> Written instruction: Find every line in the items below that contains the string "fuselage" with the same capitalization, and copy each of those lines.

· · · · ·

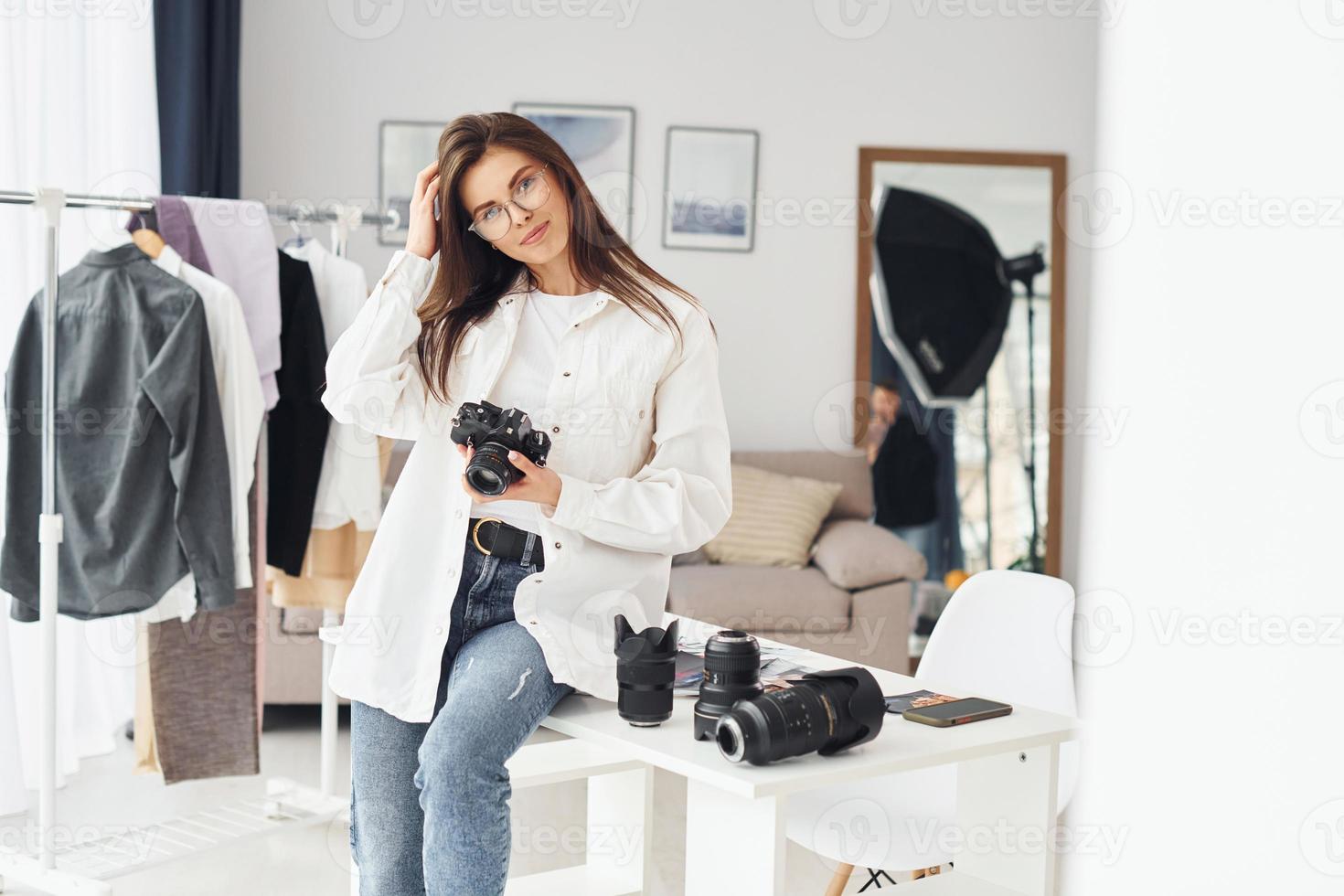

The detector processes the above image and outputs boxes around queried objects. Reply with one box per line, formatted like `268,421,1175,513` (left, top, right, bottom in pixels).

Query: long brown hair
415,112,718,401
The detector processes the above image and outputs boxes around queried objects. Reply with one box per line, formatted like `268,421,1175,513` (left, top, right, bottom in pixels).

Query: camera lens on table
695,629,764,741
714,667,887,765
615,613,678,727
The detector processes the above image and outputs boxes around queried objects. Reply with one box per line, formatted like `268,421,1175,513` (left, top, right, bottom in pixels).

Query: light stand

· · · · ·

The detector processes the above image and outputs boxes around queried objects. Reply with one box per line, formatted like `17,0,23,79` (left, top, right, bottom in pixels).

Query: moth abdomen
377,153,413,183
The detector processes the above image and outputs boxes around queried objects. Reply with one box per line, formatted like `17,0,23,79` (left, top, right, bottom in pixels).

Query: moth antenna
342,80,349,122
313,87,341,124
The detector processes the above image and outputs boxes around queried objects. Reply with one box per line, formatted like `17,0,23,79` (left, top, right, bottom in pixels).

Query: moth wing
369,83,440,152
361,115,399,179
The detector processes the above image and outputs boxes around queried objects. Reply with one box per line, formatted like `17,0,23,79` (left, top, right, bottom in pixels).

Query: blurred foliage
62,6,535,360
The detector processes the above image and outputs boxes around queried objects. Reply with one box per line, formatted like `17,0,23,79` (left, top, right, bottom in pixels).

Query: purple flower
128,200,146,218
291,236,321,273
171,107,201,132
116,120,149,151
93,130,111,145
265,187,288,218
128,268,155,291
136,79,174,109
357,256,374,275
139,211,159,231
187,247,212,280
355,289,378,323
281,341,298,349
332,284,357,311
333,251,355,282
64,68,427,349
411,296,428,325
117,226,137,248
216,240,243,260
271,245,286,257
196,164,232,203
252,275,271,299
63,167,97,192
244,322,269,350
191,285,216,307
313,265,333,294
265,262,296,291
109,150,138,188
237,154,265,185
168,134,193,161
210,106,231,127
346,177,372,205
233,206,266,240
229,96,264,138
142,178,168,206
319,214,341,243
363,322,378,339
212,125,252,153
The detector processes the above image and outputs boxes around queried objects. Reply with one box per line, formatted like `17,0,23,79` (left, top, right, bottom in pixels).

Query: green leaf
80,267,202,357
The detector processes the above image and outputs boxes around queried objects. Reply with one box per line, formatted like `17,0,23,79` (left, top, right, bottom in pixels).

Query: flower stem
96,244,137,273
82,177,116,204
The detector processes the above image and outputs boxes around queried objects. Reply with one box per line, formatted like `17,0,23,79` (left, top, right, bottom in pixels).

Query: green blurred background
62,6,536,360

· · · · ·

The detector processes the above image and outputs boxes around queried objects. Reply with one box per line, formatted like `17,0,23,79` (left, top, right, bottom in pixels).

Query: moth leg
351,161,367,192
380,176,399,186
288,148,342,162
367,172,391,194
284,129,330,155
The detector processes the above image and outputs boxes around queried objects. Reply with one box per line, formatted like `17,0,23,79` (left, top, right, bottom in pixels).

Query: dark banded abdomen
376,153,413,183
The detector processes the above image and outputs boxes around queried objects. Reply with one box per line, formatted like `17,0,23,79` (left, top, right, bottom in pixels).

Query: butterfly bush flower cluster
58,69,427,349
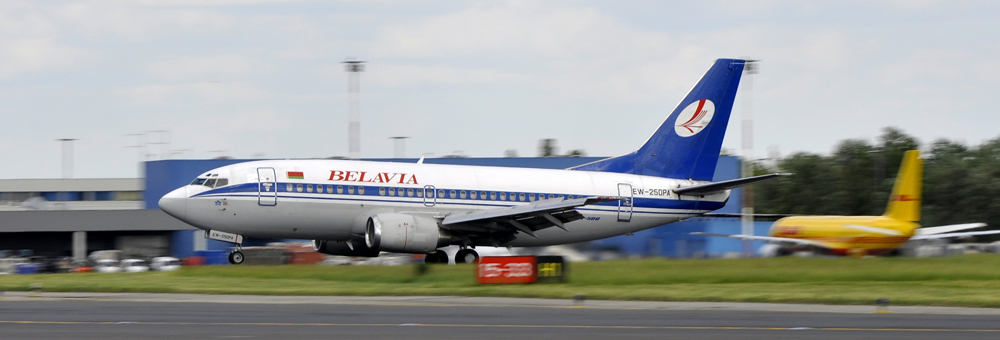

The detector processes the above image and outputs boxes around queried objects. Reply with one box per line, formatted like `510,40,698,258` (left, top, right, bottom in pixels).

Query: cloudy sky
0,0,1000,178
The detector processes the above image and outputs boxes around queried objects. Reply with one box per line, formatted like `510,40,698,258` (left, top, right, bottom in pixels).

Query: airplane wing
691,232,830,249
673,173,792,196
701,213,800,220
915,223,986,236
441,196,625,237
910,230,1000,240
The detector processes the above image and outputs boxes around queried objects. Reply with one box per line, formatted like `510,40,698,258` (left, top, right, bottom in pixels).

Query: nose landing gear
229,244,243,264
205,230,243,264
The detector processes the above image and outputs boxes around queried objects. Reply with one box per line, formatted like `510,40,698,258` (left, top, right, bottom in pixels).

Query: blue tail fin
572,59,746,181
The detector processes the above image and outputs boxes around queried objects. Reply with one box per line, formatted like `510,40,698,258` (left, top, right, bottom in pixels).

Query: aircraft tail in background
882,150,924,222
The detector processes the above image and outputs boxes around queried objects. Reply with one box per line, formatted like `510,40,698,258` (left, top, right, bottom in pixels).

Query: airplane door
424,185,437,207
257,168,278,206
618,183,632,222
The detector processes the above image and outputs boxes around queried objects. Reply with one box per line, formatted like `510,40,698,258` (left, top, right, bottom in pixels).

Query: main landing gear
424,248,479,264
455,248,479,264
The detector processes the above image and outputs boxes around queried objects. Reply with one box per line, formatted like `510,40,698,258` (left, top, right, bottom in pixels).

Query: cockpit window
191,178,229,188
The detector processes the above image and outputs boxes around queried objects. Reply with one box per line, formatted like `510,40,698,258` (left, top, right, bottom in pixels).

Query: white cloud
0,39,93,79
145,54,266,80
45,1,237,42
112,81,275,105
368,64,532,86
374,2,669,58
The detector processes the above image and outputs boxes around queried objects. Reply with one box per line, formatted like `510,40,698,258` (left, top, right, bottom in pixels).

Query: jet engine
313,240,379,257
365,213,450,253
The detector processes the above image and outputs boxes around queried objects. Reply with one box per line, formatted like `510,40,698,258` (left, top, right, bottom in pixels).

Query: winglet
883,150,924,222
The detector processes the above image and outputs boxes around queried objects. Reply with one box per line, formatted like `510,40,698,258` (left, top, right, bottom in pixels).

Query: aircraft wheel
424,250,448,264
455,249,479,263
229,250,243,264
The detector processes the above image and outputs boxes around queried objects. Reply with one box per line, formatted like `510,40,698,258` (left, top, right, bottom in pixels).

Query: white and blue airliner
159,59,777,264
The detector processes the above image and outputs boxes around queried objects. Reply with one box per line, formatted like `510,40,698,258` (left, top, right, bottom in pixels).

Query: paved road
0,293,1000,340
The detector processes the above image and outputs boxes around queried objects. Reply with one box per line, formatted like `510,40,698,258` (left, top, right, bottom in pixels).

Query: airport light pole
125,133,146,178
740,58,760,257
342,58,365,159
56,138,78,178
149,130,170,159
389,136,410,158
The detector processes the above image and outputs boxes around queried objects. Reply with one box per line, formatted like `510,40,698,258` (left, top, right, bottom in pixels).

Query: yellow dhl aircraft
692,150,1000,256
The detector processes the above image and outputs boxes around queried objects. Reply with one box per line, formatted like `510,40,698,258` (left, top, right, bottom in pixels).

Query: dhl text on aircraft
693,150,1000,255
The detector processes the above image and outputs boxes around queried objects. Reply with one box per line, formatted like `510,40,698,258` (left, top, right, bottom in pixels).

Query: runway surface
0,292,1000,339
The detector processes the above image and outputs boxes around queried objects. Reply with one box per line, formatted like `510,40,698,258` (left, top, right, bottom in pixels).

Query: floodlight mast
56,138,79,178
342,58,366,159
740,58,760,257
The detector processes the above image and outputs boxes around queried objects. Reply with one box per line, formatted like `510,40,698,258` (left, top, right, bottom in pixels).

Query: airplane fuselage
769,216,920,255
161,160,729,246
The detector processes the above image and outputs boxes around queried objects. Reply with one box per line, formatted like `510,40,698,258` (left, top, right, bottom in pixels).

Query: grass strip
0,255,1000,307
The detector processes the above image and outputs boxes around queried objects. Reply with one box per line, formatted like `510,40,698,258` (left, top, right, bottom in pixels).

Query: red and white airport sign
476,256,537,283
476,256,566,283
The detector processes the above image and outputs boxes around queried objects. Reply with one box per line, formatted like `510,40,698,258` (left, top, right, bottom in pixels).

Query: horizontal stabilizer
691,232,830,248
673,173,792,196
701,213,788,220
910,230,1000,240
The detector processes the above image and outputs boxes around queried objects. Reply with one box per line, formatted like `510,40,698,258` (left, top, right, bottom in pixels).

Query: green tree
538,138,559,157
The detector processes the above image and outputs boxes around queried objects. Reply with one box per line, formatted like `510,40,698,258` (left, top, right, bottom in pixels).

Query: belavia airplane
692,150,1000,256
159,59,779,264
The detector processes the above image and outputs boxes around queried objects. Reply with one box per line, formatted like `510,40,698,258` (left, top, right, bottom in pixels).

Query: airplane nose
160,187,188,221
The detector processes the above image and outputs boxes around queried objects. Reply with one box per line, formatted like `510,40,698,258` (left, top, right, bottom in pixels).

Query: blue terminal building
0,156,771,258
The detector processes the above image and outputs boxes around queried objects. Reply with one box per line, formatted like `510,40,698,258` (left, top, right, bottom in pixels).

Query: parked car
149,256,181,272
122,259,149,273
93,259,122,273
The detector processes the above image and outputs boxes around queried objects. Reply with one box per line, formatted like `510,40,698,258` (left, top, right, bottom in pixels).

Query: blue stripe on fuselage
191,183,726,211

· · · · ·

> Finished exercise:
Query: airplane fuselage
Query: blue stripe on fuselage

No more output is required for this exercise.